### Work to be completed
Once you reach the line containing "Segment every instance of the pigeon's neck", copy it and every line after it exactly, through the end of the data below.

(Dataset items)

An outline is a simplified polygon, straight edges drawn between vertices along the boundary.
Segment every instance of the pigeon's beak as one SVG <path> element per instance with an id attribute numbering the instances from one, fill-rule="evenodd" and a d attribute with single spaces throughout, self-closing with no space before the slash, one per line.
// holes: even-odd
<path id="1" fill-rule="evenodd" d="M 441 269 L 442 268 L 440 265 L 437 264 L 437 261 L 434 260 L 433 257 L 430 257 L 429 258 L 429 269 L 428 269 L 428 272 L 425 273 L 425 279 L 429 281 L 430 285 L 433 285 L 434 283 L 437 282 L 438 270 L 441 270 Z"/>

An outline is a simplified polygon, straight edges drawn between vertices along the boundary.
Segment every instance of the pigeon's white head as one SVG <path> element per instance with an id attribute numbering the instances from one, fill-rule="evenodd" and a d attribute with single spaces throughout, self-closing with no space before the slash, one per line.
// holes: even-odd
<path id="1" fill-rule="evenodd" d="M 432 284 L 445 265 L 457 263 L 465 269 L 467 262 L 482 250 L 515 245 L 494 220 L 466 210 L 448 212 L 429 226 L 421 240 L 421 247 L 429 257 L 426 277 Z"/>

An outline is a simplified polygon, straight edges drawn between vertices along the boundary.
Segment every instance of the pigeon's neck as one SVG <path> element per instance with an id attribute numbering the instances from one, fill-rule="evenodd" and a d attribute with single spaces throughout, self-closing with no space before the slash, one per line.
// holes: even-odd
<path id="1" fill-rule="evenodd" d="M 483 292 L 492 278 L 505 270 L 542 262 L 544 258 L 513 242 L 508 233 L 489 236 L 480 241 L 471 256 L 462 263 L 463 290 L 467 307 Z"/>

### Expected answer
Segment every instance of the pigeon's neck as one SVG <path> element per instance with an id attribute numbering the instances from one, fill-rule="evenodd" and a d attribute with single spaces throughout, self-closing with no space before the slash, one per line.
// holes: even-odd
<path id="1" fill-rule="evenodd" d="M 483 292 L 492 278 L 505 270 L 542 262 L 544 258 L 513 242 L 508 233 L 489 236 L 480 241 L 471 256 L 462 263 L 463 290 L 467 307 Z"/>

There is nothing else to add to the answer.